START RECORDS

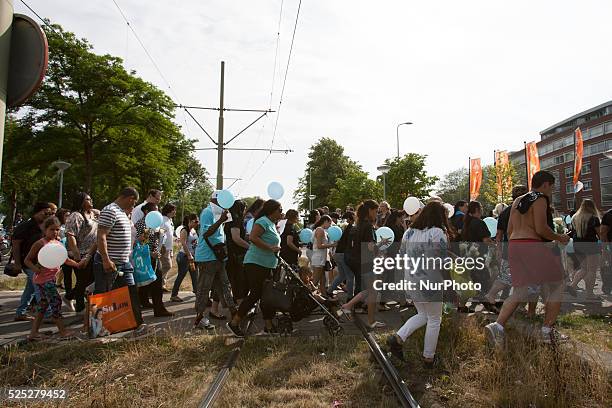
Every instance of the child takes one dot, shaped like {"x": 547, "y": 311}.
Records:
{"x": 45, "y": 288}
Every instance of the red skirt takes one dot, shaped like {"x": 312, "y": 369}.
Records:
{"x": 532, "y": 262}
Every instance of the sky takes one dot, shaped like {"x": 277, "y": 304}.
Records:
{"x": 473, "y": 76}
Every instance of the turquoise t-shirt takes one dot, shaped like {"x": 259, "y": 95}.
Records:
{"x": 259, "y": 256}
{"x": 203, "y": 252}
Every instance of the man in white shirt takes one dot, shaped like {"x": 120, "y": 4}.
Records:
{"x": 169, "y": 212}
{"x": 154, "y": 197}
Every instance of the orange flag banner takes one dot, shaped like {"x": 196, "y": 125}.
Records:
{"x": 533, "y": 161}
{"x": 578, "y": 154}
{"x": 504, "y": 179}
{"x": 475, "y": 178}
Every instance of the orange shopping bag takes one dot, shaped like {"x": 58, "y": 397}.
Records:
{"x": 111, "y": 312}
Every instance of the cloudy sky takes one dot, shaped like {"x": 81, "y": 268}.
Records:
{"x": 473, "y": 75}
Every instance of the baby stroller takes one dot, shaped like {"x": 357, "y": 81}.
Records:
{"x": 289, "y": 295}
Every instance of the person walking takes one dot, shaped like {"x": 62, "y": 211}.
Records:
{"x": 210, "y": 257}
{"x": 167, "y": 248}
{"x": 428, "y": 236}
{"x": 24, "y": 236}
{"x": 585, "y": 224}
{"x": 532, "y": 260}
{"x": 152, "y": 238}
{"x": 114, "y": 246}
{"x": 81, "y": 236}
{"x": 259, "y": 262}
{"x": 237, "y": 247}
{"x": 185, "y": 259}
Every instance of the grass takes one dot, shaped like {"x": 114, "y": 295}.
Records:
{"x": 174, "y": 370}
{"x": 16, "y": 283}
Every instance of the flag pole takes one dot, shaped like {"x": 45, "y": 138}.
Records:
{"x": 469, "y": 179}
{"x": 526, "y": 165}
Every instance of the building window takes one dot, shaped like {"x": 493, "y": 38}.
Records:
{"x": 588, "y": 185}
{"x": 605, "y": 181}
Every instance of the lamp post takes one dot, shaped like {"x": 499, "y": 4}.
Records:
{"x": 384, "y": 169}
{"x": 397, "y": 134}
{"x": 62, "y": 166}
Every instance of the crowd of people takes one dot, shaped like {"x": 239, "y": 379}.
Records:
{"x": 230, "y": 254}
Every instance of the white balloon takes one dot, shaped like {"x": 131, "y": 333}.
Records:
{"x": 412, "y": 205}
{"x": 450, "y": 209}
{"x": 579, "y": 186}
{"x": 52, "y": 256}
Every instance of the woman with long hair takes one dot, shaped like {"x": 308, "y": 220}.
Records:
{"x": 427, "y": 236}
{"x": 188, "y": 239}
{"x": 345, "y": 274}
{"x": 81, "y": 237}
{"x": 290, "y": 240}
{"x": 585, "y": 224}
{"x": 237, "y": 246}
{"x": 361, "y": 260}
{"x": 320, "y": 252}
{"x": 259, "y": 262}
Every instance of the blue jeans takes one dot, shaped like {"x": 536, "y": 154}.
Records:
{"x": 344, "y": 273}
{"x": 182, "y": 263}
{"x": 107, "y": 281}
{"x": 28, "y": 293}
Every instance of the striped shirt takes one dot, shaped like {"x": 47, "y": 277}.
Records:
{"x": 119, "y": 238}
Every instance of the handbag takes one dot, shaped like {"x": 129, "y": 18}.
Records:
{"x": 144, "y": 273}
{"x": 9, "y": 268}
{"x": 220, "y": 250}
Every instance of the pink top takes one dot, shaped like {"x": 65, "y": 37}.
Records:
{"x": 46, "y": 274}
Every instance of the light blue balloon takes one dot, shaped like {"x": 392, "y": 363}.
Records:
{"x": 225, "y": 198}
{"x": 275, "y": 190}
{"x": 306, "y": 235}
{"x": 334, "y": 233}
{"x": 569, "y": 248}
{"x": 385, "y": 233}
{"x": 249, "y": 226}
{"x": 154, "y": 220}
{"x": 492, "y": 225}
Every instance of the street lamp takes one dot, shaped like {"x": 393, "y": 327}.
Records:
{"x": 62, "y": 166}
{"x": 384, "y": 169}
{"x": 397, "y": 134}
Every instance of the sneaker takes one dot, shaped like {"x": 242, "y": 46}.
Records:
{"x": 377, "y": 325}
{"x": 552, "y": 336}
{"x": 495, "y": 334}
{"x": 235, "y": 329}
{"x": 69, "y": 304}
{"x": 204, "y": 324}
{"x": 395, "y": 347}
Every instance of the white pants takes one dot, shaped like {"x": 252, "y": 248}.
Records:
{"x": 430, "y": 314}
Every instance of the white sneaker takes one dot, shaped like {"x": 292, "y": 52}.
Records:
{"x": 552, "y": 336}
{"x": 205, "y": 324}
{"x": 495, "y": 335}
{"x": 69, "y": 304}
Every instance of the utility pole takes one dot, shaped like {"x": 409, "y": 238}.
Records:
{"x": 220, "y": 135}
{"x": 220, "y": 142}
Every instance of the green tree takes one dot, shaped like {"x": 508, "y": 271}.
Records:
{"x": 454, "y": 186}
{"x": 113, "y": 127}
{"x": 327, "y": 163}
{"x": 407, "y": 177}
{"x": 353, "y": 188}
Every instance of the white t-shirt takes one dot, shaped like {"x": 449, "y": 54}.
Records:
{"x": 168, "y": 239}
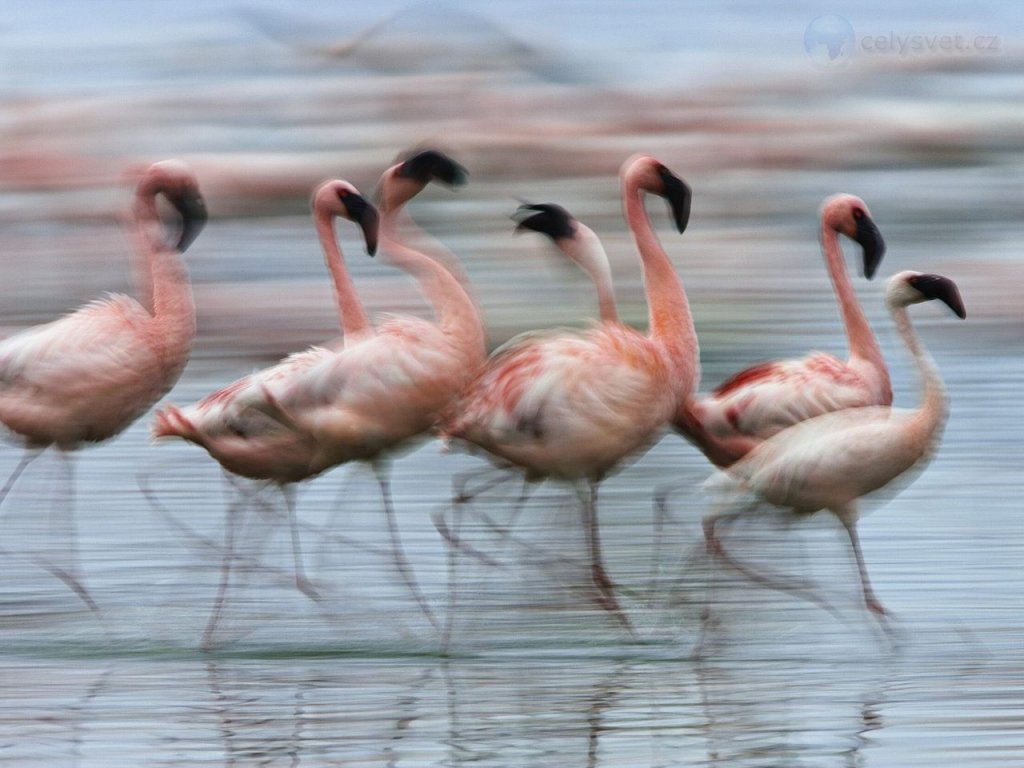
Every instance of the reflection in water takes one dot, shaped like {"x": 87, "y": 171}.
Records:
{"x": 537, "y": 676}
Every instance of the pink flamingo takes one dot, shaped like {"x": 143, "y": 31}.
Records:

END RECORDS

YOUR TASK - Switch "takes one dot" to "receives one marker" everywhere it occurs in these lines, and leave everything else unchanged. Omit the pictures from your answer.

TASK ANSWER -
Every instance of the child receives one marker, shaped like {"x": 547, "y": 311}.
Records:
{"x": 45, "y": 288}
Every instance of the red skirt receives one marker, shaped like {"x": 312, "y": 369}.
Records:
{"x": 532, "y": 262}
Every instance of the sky receives one marker, shaped like {"x": 277, "y": 304}.
Records:
{"x": 473, "y": 76}
Every instance of the turquoise t-shirt receives one marker, shaped like {"x": 259, "y": 95}.
Records:
{"x": 259, "y": 256}
{"x": 203, "y": 252}
Every instance of the man in white shirt receives one marker, shaped like {"x": 120, "y": 4}.
Records:
{"x": 169, "y": 212}
{"x": 154, "y": 197}
Every instance of the orange flag banner receives one marker, shaped like {"x": 196, "y": 125}.
Records:
{"x": 533, "y": 161}
{"x": 578, "y": 154}
{"x": 504, "y": 179}
{"x": 475, "y": 178}
Every instance of the orange shopping bag receives one marker, shaped like {"x": 58, "y": 397}.
Records:
{"x": 111, "y": 312}
Every instance of the cloudy sky receives one marker, shaped like {"x": 81, "y": 268}.
Records:
{"x": 473, "y": 75}
Every instance of the baby stroller receives one marker, shaped like {"x": 357, "y": 81}.
Records:
{"x": 289, "y": 295}
Every instance of the person walking receives one marker, shaped like {"x": 62, "y": 211}.
Records:
{"x": 210, "y": 257}
{"x": 167, "y": 248}
{"x": 428, "y": 236}
{"x": 24, "y": 236}
{"x": 585, "y": 224}
{"x": 532, "y": 260}
{"x": 152, "y": 238}
{"x": 114, "y": 246}
{"x": 81, "y": 236}
{"x": 259, "y": 262}
{"x": 237, "y": 247}
{"x": 185, "y": 259}
Every instance of the grass receives one marker, shaped like {"x": 114, "y": 295}.
Records:
{"x": 174, "y": 370}
{"x": 16, "y": 283}
Every instance of the flag pole receives one marker, shaped like {"x": 45, "y": 138}.
Records:
{"x": 469, "y": 179}
{"x": 526, "y": 165}
Every instance of the building window receives one marker, shaped like {"x": 493, "y": 38}.
Records:
{"x": 588, "y": 185}
{"x": 605, "y": 181}
Every instance of the lamp post receives one marker, shaped like {"x": 499, "y": 4}.
Records:
{"x": 384, "y": 169}
{"x": 397, "y": 134}
{"x": 62, "y": 166}
Every instance of the crowd of people receives one marker, shaped like {"x": 239, "y": 379}.
Records:
{"x": 230, "y": 254}
Every instance of the white balloon receives one marker, shaped like {"x": 131, "y": 333}.
Records:
{"x": 412, "y": 205}
{"x": 450, "y": 209}
{"x": 579, "y": 186}
{"x": 52, "y": 256}
Every instance of the woman with long hair receives one marker, shaped like {"x": 308, "y": 220}.
Records:
{"x": 427, "y": 236}
{"x": 188, "y": 239}
{"x": 345, "y": 274}
{"x": 81, "y": 237}
{"x": 290, "y": 240}
{"x": 585, "y": 224}
{"x": 237, "y": 246}
{"x": 361, "y": 260}
{"x": 320, "y": 252}
{"x": 259, "y": 262}
Every instance of the blue jeans receives one marker, shaped like {"x": 536, "y": 154}.
Records:
{"x": 344, "y": 273}
{"x": 182, "y": 263}
{"x": 107, "y": 281}
{"x": 28, "y": 293}
Every instance of the striped shirt receives one marker, shaped like {"x": 47, "y": 277}.
Records:
{"x": 119, "y": 238}
Every instance of the handbag receives one marker, shaped like {"x": 129, "y": 18}.
Records:
{"x": 144, "y": 273}
{"x": 9, "y": 268}
{"x": 220, "y": 250}
Every instance of the pink top receives one marker, shaped like {"x": 65, "y": 37}.
Records:
{"x": 46, "y": 274}
Every instance of the light blue balloon receives one marker, shaped like {"x": 392, "y": 363}.
Records:
{"x": 225, "y": 198}
{"x": 275, "y": 190}
{"x": 306, "y": 235}
{"x": 334, "y": 233}
{"x": 569, "y": 248}
{"x": 385, "y": 233}
{"x": 249, "y": 226}
{"x": 154, "y": 220}
{"x": 492, "y": 225}
Every instance of the street lamp receives one marker, shaped like {"x": 393, "y": 327}.
Records:
{"x": 62, "y": 166}
{"x": 384, "y": 169}
{"x": 397, "y": 134}
Every instance of the sneaker receives one marker, shaped like {"x": 242, "y": 46}.
Records:
{"x": 377, "y": 325}
{"x": 552, "y": 336}
{"x": 495, "y": 334}
{"x": 235, "y": 329}
{"x": 69, "y": 304}
{"x": 204, "y": 324}
{"x": 395, "y": 347}
Every instance of the white pants receives one marker, shaped like {"x": 252, "y": 248}.
Records:
{"x": 430, "y": 314}
Every instance of the white sneaker receives one marker, shaped like {"x": 292, "y": 52}.
Records:
{"x": 552, "y": 336}
{"x": 205, "y": 324}
{"x": 495, "y": 335}
{"x": 69, "y": 304}
Every instance of the utility pole receives one marker, shaped like {"x": 409, "y": 238}.
Records:
{"x": 220, "y": 135}
{"x": 220, "y": 142}
Every instance of the green tree receives one marker, shaped like {"x": 508, "y": 271}.
Records:
{"x": 454, "y": 186}
{"x": 113, "y": 127}
{"x": 327, "y": 163}
{"x": 407, "y": 177}
{"x": 353, "y": 188}
Every instance of the white t-shirt receives one marker, shaped like {"x": 449, "y": 54}.
Records:
{"x": 168, "y": 239}
Every instance of the reflection in water receives one marker, shaped like {"x": 87, "y": 171}.
Records:
{"x": 537, "y": 676}
Every instance of the pink flamingo receives one marker, shaped like {"x": 143, "y": 31}.
Records:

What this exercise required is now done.